Information shown:
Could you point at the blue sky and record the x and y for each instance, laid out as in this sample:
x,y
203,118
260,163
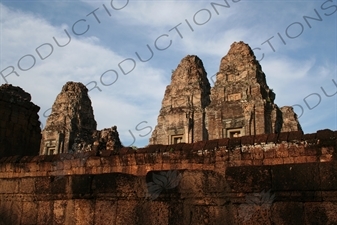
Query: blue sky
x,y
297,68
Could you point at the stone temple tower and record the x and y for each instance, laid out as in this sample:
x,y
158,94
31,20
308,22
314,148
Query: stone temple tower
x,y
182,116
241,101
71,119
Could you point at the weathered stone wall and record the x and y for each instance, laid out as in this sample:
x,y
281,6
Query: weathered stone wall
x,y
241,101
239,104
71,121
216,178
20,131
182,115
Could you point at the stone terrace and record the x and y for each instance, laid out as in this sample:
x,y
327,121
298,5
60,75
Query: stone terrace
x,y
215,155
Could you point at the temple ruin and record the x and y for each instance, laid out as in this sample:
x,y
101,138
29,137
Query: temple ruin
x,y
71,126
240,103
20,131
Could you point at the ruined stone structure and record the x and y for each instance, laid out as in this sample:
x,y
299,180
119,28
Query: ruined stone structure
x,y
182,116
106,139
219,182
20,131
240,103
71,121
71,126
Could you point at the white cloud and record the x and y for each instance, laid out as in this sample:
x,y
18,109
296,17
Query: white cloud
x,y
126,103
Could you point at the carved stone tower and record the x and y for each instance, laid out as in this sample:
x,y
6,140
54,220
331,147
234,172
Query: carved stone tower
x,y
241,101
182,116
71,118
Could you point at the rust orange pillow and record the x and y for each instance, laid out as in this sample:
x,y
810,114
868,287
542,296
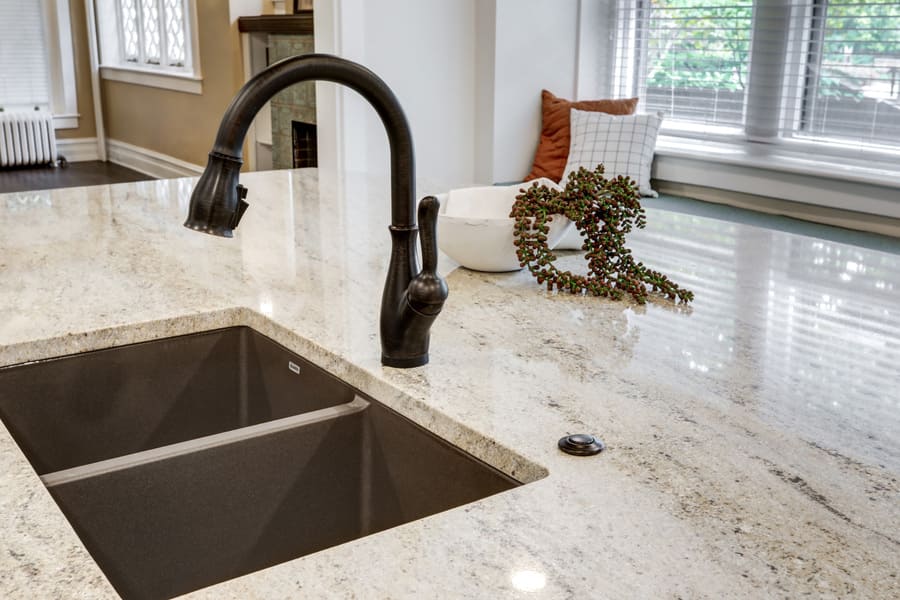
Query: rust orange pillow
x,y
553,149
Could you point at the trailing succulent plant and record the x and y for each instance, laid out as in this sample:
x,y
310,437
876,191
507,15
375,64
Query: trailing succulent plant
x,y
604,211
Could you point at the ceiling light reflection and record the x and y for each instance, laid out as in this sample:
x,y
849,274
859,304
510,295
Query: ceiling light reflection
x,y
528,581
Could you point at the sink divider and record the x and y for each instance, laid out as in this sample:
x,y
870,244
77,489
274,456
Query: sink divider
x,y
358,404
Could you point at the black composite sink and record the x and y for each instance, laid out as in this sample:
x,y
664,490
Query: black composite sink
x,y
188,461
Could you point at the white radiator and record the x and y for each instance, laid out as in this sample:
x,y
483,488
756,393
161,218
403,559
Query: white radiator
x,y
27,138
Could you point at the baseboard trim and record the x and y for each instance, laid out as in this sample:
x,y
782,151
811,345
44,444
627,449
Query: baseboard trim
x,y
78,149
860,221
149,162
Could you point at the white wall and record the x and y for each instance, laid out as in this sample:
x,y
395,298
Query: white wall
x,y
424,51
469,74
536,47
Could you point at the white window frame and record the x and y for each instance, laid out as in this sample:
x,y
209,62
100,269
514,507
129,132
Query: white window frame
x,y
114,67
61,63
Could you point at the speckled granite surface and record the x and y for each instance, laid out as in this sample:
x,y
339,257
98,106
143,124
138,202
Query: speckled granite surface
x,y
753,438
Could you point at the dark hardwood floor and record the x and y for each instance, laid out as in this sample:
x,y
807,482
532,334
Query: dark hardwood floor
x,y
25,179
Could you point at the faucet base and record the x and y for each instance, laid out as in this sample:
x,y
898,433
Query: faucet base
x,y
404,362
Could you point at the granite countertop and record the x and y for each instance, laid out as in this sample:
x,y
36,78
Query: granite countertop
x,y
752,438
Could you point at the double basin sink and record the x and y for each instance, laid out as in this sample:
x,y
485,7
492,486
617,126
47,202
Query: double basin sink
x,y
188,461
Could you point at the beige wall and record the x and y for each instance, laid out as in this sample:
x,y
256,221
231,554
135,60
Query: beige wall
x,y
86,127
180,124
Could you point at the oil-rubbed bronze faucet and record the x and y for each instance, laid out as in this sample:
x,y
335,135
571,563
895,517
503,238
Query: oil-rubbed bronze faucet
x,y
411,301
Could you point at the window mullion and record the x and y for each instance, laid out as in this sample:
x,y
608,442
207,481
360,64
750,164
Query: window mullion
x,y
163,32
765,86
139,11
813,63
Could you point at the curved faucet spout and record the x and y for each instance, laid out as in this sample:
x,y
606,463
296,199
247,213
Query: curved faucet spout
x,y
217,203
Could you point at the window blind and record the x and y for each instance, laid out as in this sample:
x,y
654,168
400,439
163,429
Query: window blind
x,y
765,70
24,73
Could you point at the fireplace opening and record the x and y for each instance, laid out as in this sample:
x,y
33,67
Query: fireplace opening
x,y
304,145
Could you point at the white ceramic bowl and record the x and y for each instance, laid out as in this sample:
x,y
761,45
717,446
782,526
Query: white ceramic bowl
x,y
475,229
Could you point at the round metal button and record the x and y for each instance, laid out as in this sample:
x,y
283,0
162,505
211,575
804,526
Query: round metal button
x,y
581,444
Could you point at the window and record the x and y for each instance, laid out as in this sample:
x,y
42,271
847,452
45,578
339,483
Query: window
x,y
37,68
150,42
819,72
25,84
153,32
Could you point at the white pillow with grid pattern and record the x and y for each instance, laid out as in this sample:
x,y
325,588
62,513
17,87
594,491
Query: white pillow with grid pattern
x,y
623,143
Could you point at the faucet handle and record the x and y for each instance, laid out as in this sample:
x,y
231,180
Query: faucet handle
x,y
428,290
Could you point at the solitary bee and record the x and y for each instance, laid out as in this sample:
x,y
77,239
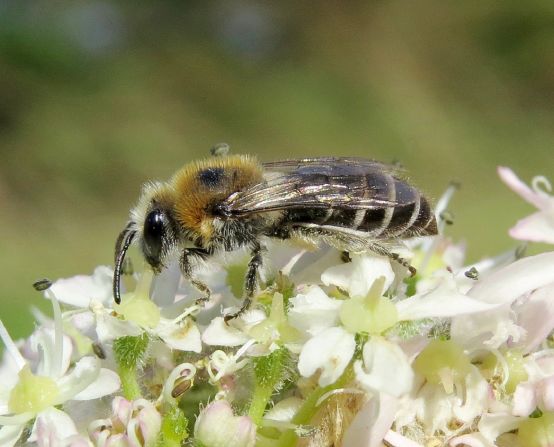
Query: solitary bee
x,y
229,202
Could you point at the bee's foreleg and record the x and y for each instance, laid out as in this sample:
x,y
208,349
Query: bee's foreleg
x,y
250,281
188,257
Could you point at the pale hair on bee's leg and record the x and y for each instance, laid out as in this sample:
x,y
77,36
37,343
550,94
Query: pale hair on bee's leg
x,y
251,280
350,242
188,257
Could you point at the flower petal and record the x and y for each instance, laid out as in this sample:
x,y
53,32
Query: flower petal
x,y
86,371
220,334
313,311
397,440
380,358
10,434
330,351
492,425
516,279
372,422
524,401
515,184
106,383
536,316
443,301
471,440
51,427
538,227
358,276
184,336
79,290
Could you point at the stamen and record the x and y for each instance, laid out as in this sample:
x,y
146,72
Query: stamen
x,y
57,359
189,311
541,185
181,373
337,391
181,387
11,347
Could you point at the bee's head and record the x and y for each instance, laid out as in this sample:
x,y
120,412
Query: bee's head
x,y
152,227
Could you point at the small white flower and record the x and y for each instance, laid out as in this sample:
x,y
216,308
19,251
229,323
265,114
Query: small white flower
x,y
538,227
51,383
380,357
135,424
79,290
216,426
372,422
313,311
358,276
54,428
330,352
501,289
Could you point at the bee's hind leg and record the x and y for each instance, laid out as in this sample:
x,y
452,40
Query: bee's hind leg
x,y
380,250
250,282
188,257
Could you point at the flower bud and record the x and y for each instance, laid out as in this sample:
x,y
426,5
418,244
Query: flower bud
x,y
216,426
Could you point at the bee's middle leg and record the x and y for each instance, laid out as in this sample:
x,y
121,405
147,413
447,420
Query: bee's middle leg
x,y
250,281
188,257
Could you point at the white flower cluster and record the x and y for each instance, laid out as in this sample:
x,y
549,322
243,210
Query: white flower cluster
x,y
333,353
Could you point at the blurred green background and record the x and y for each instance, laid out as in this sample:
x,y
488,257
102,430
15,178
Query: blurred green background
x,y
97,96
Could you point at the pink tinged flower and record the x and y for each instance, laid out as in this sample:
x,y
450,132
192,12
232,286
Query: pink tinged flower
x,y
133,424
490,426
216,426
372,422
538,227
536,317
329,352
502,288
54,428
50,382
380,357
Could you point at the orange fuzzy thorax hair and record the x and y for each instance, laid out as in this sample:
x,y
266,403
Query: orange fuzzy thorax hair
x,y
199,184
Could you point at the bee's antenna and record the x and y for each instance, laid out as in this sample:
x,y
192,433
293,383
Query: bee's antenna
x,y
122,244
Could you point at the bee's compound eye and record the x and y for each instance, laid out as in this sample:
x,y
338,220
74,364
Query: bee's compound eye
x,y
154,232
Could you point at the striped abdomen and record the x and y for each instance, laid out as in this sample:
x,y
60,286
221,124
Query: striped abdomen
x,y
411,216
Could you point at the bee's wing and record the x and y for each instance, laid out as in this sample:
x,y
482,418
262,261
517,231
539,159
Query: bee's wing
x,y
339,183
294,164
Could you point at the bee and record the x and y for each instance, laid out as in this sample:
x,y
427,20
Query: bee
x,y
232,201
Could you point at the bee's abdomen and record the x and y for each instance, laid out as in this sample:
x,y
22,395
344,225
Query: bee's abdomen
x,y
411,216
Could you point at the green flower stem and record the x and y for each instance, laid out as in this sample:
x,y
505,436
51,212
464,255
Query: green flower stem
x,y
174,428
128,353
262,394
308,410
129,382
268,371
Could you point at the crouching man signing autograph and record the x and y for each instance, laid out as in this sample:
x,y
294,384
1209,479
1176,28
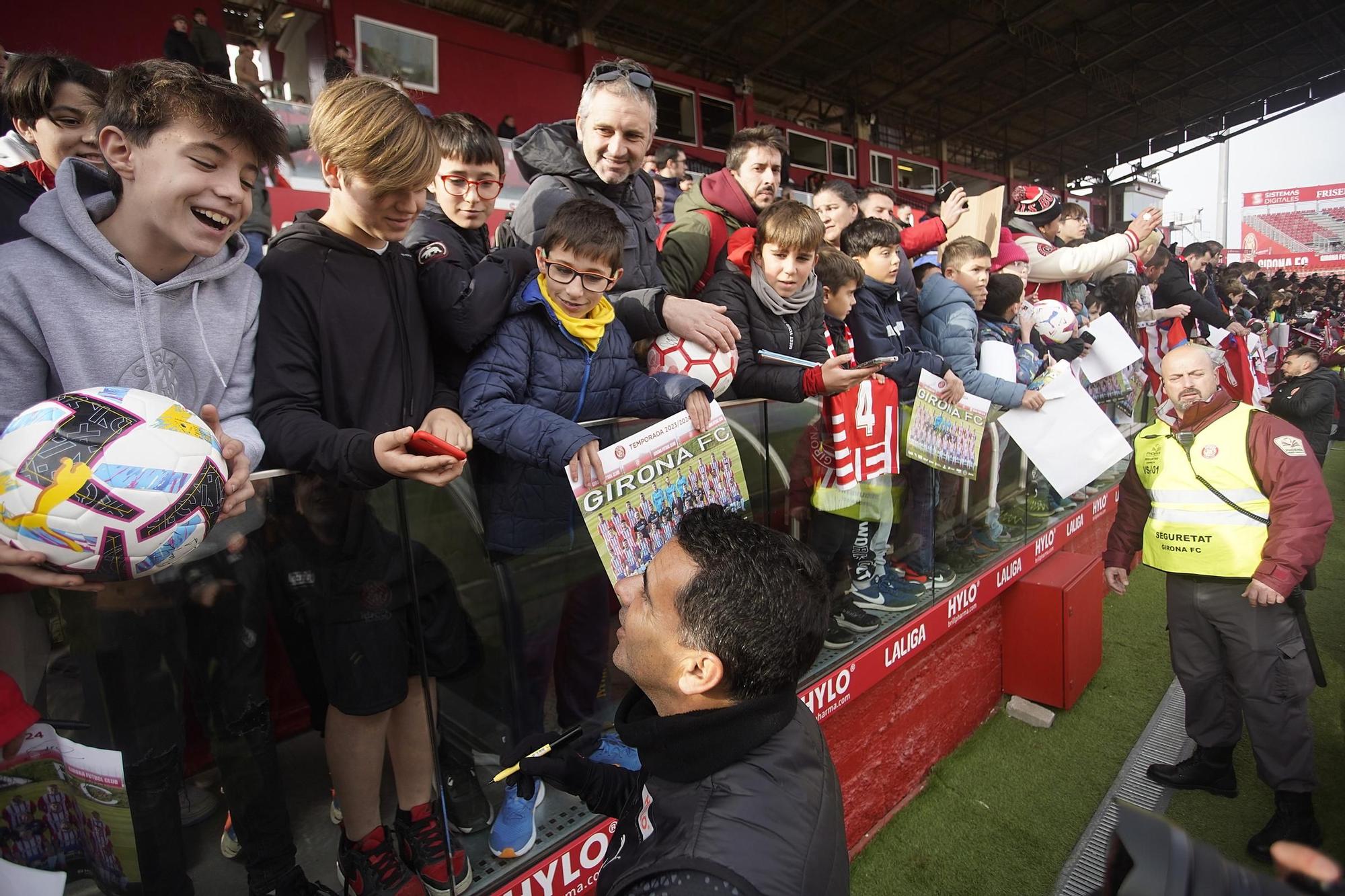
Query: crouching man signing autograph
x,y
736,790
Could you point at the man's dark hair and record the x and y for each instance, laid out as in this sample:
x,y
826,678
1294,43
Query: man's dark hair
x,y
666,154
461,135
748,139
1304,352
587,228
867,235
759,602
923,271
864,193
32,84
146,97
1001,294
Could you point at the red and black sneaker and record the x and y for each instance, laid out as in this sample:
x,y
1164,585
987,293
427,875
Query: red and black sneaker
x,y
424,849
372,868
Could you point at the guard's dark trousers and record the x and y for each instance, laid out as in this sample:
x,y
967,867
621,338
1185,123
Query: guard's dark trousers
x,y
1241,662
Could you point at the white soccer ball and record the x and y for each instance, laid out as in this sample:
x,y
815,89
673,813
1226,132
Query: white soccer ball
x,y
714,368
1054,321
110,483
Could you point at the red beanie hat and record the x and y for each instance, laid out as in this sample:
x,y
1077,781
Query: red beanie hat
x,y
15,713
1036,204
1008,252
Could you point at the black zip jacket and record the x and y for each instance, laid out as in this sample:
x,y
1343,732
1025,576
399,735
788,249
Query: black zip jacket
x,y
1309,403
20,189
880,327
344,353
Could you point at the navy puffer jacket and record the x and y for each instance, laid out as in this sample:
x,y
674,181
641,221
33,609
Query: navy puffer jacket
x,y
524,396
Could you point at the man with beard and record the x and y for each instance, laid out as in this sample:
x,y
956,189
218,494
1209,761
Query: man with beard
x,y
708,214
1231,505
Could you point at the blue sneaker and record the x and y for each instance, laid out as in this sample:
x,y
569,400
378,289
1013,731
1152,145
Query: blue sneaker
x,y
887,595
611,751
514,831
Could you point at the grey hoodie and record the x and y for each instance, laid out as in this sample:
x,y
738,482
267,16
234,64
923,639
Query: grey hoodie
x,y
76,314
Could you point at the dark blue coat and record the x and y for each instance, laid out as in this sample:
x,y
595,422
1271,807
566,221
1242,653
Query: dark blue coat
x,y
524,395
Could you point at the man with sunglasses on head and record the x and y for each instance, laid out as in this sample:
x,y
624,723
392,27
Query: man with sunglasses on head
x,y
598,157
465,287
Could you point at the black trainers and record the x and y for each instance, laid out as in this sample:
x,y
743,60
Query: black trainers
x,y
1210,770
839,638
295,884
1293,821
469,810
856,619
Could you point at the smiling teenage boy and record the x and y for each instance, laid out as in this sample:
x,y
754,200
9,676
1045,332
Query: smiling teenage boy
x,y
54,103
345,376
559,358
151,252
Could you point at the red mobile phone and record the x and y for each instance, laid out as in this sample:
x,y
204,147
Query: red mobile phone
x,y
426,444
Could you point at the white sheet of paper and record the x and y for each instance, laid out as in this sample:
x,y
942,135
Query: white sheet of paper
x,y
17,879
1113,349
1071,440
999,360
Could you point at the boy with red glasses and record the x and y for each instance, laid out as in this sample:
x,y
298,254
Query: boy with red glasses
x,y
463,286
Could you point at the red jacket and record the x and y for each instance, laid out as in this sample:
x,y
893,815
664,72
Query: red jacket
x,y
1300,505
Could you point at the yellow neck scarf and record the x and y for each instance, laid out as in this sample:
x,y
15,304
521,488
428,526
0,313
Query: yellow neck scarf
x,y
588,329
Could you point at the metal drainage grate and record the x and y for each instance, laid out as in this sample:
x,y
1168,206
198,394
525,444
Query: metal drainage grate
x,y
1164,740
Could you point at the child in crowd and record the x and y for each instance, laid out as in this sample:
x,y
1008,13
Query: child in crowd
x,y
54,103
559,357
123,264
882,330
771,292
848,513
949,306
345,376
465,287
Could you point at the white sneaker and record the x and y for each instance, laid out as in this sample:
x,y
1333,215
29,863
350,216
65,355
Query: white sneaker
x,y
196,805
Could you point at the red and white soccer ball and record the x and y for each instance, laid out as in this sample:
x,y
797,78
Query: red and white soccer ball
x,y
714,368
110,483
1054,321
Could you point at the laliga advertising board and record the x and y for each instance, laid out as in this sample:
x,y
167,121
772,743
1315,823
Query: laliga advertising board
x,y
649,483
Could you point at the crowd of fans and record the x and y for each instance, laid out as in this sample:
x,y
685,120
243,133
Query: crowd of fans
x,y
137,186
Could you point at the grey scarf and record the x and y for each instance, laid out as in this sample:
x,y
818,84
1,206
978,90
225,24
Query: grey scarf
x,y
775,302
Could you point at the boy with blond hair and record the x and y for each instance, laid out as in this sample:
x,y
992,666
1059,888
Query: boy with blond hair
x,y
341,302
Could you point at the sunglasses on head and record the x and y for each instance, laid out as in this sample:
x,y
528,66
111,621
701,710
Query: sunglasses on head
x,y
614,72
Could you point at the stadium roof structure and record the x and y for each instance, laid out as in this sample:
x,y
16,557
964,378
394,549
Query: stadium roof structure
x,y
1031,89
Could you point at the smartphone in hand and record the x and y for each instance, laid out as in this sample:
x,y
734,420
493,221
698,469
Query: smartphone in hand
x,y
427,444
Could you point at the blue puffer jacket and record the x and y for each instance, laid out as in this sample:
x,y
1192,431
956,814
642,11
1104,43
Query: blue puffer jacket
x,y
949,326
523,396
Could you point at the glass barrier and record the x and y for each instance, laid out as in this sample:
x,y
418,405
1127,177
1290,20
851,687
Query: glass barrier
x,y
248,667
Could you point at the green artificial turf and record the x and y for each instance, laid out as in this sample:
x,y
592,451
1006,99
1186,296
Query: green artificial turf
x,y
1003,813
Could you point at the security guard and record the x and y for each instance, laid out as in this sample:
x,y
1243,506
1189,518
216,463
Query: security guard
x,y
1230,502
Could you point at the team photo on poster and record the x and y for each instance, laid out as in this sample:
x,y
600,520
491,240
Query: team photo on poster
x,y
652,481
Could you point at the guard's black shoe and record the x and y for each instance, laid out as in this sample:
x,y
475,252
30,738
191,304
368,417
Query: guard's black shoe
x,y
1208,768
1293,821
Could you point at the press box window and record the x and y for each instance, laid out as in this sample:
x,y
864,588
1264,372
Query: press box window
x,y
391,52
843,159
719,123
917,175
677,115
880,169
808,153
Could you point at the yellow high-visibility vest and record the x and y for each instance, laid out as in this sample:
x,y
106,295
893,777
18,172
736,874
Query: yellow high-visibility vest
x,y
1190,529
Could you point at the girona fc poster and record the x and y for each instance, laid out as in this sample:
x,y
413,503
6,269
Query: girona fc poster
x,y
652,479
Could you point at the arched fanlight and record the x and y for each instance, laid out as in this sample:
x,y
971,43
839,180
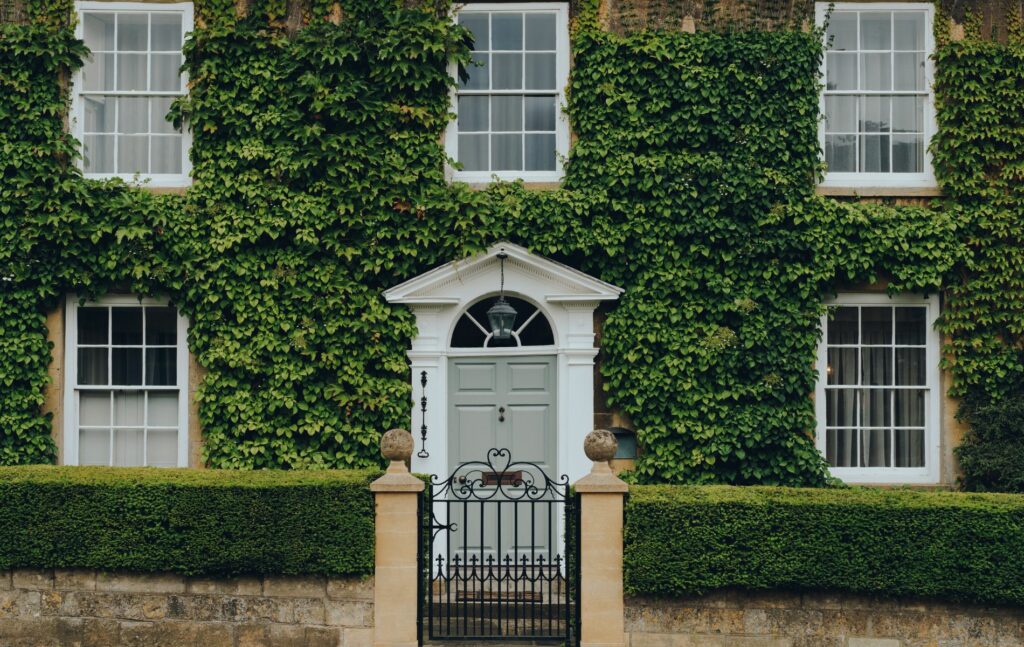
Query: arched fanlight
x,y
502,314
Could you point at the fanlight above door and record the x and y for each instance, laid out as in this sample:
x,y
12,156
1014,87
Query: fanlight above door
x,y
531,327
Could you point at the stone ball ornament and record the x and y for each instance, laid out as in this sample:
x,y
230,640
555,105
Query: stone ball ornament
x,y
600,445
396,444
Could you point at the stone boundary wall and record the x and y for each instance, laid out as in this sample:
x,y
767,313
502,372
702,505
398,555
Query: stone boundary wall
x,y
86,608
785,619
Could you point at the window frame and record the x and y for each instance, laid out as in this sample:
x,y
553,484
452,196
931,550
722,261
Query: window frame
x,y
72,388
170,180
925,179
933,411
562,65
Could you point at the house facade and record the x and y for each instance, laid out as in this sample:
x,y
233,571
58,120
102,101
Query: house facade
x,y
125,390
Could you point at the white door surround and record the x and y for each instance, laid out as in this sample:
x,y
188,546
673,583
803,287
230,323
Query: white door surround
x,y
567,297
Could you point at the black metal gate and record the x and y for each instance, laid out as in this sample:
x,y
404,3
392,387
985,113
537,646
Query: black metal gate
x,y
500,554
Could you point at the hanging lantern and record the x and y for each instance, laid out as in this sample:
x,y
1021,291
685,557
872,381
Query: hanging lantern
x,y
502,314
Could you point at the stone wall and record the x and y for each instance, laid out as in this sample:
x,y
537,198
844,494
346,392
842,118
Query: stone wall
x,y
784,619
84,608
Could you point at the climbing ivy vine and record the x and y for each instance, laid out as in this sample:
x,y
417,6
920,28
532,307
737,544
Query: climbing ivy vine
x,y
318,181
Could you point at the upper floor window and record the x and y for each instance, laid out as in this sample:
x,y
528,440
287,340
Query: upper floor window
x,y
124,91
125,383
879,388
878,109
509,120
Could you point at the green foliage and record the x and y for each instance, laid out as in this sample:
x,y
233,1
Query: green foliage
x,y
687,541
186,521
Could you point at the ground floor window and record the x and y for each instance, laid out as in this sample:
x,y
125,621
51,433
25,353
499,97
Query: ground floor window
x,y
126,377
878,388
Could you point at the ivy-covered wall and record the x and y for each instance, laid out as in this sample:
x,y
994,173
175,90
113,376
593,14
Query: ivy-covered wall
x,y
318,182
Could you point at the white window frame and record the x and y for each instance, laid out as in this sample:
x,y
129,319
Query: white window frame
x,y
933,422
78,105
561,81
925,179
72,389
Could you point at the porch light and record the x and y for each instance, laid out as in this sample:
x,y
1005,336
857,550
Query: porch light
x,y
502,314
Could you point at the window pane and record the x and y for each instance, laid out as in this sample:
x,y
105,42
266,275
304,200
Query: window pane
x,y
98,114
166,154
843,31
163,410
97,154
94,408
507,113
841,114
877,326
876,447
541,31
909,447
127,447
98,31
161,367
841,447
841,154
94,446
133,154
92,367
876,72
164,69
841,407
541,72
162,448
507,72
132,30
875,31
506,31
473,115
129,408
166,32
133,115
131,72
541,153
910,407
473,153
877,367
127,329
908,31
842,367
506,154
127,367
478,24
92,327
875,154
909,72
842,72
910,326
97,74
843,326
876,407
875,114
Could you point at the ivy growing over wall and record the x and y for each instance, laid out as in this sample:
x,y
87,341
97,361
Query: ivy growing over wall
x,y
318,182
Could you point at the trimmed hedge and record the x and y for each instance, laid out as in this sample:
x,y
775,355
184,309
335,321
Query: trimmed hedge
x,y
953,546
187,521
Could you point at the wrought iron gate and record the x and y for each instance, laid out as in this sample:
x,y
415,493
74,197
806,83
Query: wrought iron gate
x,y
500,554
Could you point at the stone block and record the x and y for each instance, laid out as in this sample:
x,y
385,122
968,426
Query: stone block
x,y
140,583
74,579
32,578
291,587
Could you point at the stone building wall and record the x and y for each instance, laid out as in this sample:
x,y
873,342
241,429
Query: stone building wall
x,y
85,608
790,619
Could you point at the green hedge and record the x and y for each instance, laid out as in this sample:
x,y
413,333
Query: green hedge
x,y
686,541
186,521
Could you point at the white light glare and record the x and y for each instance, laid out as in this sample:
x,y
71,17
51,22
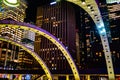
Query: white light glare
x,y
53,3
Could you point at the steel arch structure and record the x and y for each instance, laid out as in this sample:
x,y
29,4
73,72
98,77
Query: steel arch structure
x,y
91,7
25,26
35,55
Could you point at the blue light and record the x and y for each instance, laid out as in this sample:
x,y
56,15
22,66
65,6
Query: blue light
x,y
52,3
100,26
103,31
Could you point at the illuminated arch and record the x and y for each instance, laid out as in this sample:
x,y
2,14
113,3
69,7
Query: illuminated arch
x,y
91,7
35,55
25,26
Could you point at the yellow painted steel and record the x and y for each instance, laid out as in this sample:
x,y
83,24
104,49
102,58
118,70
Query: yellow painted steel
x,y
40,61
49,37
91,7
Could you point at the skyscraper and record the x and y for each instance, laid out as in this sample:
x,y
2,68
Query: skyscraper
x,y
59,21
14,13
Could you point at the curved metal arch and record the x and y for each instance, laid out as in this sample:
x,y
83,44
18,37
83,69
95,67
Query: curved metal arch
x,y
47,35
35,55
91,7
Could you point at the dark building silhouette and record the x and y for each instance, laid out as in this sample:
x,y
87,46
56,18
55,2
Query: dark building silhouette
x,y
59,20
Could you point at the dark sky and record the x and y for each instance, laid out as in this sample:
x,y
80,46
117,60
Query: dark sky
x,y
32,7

Written exercise:
Starting with the line that contains "Could you point at the skyscraper" and running through the end of the rows, render each line as one string in a JSON list, leaving out blank lines.

Output of the task:
[
  "Could you point at the skyscraper and record the x and y for each instance, laid out as in this sample:",
  "x,y",
  "2,68",
  "Query: skyscraper",
  "x,y",
  "59,21",
  "14,13",
  "Could you point at the curved metal arch and record the x and y for each instance, laid out as in this sample:",
  "x,y",
  "83,44",
  "18,37",
  "83,69",
  "95,67",
  "Query: curved metal arch",
  "x,y",
  "47,35",
  "35,55",
  "91,7",
  "Could you point at the dark building silhouette and record the x and y for each instance, laid out as in this sample:",
  "x,y",
  "87,46",
  "56,18",
  "55,2",
  "Query: dark building silhouette",
  "x,y",
  "59,20",
  "Could you point at the dark sky and record the x and y for each instance, laid out as in this sample:",
  "x,y",
  "80,46",
  "117,60",
  "Query: dark sky",
  "x,y",
  "32,7"
]